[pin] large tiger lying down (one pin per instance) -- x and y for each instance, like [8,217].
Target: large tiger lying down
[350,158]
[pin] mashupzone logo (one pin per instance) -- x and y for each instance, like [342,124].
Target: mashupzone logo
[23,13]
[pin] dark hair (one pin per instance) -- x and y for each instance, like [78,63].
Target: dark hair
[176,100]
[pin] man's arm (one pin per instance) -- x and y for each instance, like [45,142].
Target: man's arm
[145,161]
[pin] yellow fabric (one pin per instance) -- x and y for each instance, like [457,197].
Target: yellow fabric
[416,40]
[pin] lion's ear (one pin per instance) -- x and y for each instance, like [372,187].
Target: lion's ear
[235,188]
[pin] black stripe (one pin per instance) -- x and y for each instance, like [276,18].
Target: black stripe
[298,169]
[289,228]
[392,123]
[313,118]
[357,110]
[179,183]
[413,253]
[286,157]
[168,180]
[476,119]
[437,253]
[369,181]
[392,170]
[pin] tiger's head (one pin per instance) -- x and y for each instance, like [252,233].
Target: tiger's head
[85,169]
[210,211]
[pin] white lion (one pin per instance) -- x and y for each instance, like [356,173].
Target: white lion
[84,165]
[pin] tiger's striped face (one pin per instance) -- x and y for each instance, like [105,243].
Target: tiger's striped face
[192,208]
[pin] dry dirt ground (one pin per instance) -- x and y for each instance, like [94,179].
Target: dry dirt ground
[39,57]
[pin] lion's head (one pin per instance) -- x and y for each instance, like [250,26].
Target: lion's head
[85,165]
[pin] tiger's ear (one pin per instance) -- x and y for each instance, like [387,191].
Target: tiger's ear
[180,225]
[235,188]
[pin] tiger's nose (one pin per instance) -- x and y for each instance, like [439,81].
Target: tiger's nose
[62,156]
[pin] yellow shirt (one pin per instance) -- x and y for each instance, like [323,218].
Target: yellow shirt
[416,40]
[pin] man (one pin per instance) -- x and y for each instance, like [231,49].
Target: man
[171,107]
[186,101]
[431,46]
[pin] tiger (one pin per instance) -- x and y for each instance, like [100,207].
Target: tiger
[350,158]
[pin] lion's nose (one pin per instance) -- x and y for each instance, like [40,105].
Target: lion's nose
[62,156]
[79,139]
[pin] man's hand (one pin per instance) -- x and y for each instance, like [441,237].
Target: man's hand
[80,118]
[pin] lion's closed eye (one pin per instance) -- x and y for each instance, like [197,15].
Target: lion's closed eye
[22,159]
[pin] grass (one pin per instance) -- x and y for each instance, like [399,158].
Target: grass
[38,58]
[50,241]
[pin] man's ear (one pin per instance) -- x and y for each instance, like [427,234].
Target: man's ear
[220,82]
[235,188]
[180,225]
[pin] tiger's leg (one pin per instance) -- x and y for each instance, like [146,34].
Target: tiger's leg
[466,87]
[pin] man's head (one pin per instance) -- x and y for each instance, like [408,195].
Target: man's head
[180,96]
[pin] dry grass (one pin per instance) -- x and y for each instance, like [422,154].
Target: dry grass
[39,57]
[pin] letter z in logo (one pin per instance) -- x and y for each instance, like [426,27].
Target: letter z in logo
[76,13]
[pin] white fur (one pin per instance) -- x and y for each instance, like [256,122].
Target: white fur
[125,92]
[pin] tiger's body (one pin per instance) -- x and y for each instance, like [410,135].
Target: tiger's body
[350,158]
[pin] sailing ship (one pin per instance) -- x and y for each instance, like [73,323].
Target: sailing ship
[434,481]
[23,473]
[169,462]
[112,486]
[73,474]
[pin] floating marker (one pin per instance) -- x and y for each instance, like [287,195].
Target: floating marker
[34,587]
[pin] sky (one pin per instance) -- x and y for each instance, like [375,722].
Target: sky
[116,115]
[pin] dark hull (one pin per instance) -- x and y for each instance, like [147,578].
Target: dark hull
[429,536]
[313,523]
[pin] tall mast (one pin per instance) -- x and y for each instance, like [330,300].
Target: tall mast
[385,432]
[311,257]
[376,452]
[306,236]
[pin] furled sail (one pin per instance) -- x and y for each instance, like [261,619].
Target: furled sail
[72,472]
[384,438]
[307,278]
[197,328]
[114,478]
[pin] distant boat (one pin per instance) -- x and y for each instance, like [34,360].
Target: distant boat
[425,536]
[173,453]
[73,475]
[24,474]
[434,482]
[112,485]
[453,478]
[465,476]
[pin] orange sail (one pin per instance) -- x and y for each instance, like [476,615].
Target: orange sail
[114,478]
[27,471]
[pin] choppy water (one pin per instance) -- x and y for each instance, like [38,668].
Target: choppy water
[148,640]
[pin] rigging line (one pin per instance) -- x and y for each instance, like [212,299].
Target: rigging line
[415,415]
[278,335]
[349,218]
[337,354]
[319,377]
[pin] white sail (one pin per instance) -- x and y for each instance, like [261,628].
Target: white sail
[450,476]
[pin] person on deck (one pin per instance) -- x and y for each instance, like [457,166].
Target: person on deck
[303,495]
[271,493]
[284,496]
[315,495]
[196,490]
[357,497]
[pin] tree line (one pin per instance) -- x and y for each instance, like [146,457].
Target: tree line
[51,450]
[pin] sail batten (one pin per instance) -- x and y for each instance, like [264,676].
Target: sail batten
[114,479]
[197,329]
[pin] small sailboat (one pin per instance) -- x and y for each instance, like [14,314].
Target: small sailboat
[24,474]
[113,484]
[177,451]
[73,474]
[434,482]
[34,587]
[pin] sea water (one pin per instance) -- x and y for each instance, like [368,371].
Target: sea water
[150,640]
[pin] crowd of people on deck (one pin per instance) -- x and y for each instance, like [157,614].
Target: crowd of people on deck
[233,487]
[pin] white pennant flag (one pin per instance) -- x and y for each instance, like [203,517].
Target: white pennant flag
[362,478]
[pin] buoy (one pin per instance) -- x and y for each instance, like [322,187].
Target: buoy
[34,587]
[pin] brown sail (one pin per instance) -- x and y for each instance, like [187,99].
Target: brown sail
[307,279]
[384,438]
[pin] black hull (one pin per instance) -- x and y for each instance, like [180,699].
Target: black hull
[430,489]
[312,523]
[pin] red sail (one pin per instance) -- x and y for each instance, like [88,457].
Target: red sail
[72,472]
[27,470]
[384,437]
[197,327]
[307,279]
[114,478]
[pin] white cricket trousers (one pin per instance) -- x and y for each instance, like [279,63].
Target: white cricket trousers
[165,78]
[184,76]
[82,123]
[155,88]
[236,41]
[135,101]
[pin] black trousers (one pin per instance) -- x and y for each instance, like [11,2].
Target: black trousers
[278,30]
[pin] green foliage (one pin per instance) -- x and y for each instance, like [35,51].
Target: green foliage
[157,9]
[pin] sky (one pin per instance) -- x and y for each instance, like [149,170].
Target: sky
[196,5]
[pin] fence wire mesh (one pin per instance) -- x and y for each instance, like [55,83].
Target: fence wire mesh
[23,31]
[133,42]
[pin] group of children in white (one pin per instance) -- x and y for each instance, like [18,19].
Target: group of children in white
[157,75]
━━━━
### Requirement
Output every entry exactly as given.

### Exercise solution
[pin] large tiger lying down (one pin per instance) -- x and y for each instance, like [8,217].
Target: large tiger lying down
[350,158]
[pin] mashupzone logo (one pin per instance) -- x and y for each instance, like [342,124].
Target: mashupzone logo
[23,13]
[pin] dark hair (one pin per instance) -- x and y for each instance, like [78,63].
Target: dark hair
[176,100]
[pin] man's arm (one pin per instance) -- x and y for each instance, like [45,142].
Target: man's arm
[145,161]
[pin] yellow fabric (one pin per instance) -- x and y for each instance, like [457,197].
Target: yellow fabric
[416,40]
[pin] lion's ear (one pin per instance) -- x and y for each instance, like [372,187].
Target: lion's ear
[235,188]
[pin] black stripe (one pin per instance) -- x and y for each instance, like [276,18].
Target: black stripe
[298,169]
[289,228]
[392,123]
[313,118]
[357,110]
[179,183]
[413,253]
[286,157]
[168,180]
[476,119]
[437,253]
[369,181]
[392,170]
[pin] tiger's head (one pin per instance) -- x and y for each instance, like [252,233].
Target: tiger's head
[85,169]
[210,211]
[pin] white lion (one pin per instance) -- x and y for each instance, like [356,173].
Target: white lion
[84,165]
[pin] tiger's striped face (one pin per instance) -- x and y for each instance, like [105,243].
Target: tiger's striped face
[192,208]
[pin] dry dirt ground (one pin per instance) -- x and y for each instance, like [94,179].
Target: dry dirt ground
[39,57]
[pin] lion's head (one pin per instance) -- x and y for each instance, like [250,26].
Target: lion's head
[85,165]
[pin] tiger's ear (one pin per instance) -- x and y for each instance, like [387,191].
Target: tiger's ear
[180,225]
[235,188]
[pin] tiger's nose (one pin per instance) -- x and y for each instance, like [439,81].
Target: tiger's nose
[62,156]
[pin] yellow shirt (one pin per instance) -- x and y for each instance, like [323,218].
Target: yellow shirt
[416,40]
[pin] man (one pin per instance) -- x and y for each instance, like [231,49].
Target: man
[171,107]
[186,101]
[431,46]
[pin] tiger (one pin per instance) -- x and y for each instance, like [100,207].
Target: tiger
[350,158]
[pin] lion's nose (one pin per instance) -- x and y for each instance, like [40,105].
Target: lion's nose
[62,156]
[79,139]
[pin] man's hand (one pin per instance) -- x and y for each instance, like [441,237].
Target: man's hand
[80,118]
[pin] lion's closed eye (one pin per instance) -- x and y for each instance, like [197,15].
Target: lion's closed eye
[22,159]
[pin] grass (one pin per instance) -- x and y for each instance, like [399,158].
Target: grass
[38,58]
[50,241]
[pin] man's ear (one pin per instance) -- x and y for each instance, like [427,234].
Target: man's ear
[220,82]
[235,188]
[180,225]
[pin] tiger's leg (one pin per instance) -- x and y for each instance, like [146,34].
Target: tiger's leg
[466,87]
[pin] man's head (one pin per instance) -- x and y for each instance, like [408,195].
Target: man's head
[180,96]
[pin] dry grass (one pin per instance) -- x and y for each instance, like [422,154].
Target: dry grass
[39,57]
[pin] letter z in logo (one pin per instance) -- x and y for each instance, like [426,27].
Target: letter z in logo
[76,13]
[pin] white fur (one pin per instance) -- x and y for each instance, like [256,122].
Target: white fur
[125,92]
[pin] tiger's body (one pin per instance) -- x and y for each instance, like [410,135].
Target: tiger's body
[350,158]
[pin] sailing ship (one pin per instance) -- x and y for each instance, like [73,323].
Target: sailing ship
[434,481]
[23,473]
[169,462]
[112,486]
[73,474]
[pin] floating marker (one pin per instance) -- x and y for each instance, like [287,195].
Target: floating marker
[34,587]
[pin] sky (one pin per instance) -- x and y for each instance, like [375,722].
Target: sky
[116,115]
[pin] dark hull (one pin per instance) -- x and y for each instance, like [147,578].
Target: dark hull
[429,536]
[313,523]
[pin] tall mast (one pin per instance) -- x and y for each instance, like [330,300].
Target: tall mast
[385,432]
[311,257]
[376,452]
[306,236]
[pin] furled sail (one pin per instance) -- x and y for each instance, like [261,619].
Target: furled sail
[72,472]
[384,438]
[307,278]
[197,328]
[114,478]
[pin] distant boat (one pin per instance) -- x and y for each instance, like [34,360].
Target: distant boat
[425,536]
[173,453]
[73,475]
[24,474]
[434,482]
[112,485]
[453,478]
[465,476]
[pin] orange sail (one pin per instance) -- x and y for each instance, like [476,615].
Target: orange sail
[114,478]
[27,471]
[pin] choppy water (one pin per instance) -- x and y for each instance, like [38,668].
Target: choppy water
[148,640]
[pin] rigging line (one pin per instance) -- x and y for each instance, like [212,299].
Target: rigging line
[415,415]
[278,335]
[349,218]
[337,354]
[319,377]
[pin] white sail (one pin per instance) -- x and y for each instance, like [261,628].
Target: white sail
[450,476]
[pin] person on deck (one pin per instance) -- x and y for each instance, like [457,166].
Target: person on deck
[303,495]
[271,493]
[284,496]
[315,495]
[196,490]
[357,497]
[pin] tree line (one pin per instance) -- x and y for each instance, like [146,457].
Target: tree line
[51,450]
[pin] sail batten (one pin per instance) -- x and y for each instance, like [264,676].
Target: sail batten
[114,479]
[197,329]
[pin] small sailboat (one pin per instance) -- x and y for each instance, like [14,314].
Target: small sailboat
[24,474]
[113,484]
[177,451]
[73,474]
[434,482]
[34,587]
[pin] sea water (one pin per instance) -- x and y for each instance, like [368,371].
Target: sea water
[150,640]
[pin] crowd of people on deck (one pin per instance) -- x and y for each instance, like [157,614].
Target: crowd of people on deck
[233,487]
[pin] white pennant flag (one pin per instance) -- x and y for each instance, like [203,517].
Target: white pennant flag
[362,478]
[pin] buoy (one pin per instance) -- x and y for each instance, like [322,187].
Target: buoy
[34,587]
[pin] brown sail (one pin per instance) -- x and y for each instance, like [187,99].
Target: brown sail
[307,279]
[384,438]
[pin] black hull (one pin per instance) -- x and y for each instance, like [180,699].
Target: black hull
[430,489]
[312,523]
[pin] red sail (one pin per instance) -- x and y for each instance, like [88,457].
Target: red sail
[72,472]
[27,470]
[384,437]
[197,327]
[307,279]
[114,478]
[pin] white cricket trousers (one pin per instance) -- x and y for each instance, like [279,63].
Target: white cricket trousers
[165,78]
[184,76]
[82,123]
[155,88]
[236,41]
[135,101]
[pin] black trousers (one pin per instance) -- x and y for each instance, like [11,2].
Target: black trousers
[278,30]
[pin] green foliage (one pin per instance) -- x and y for each instance, like [35,51].
Target: green foliage
[157,9]
[pin] sky (one pin per instance) -- x and y for each instance, like [149,170].
Target: sky
[196,5]
[pin] fence wire mesh (one pin per instance) -- x and y for each instance, like [55,83].
Target: fence wire mesh
[23,31]
[133,42]
[pin] group of children in white (one pin per instance) -- x and y for each instance, like [18,19].
Target: group of children in white
[157,75]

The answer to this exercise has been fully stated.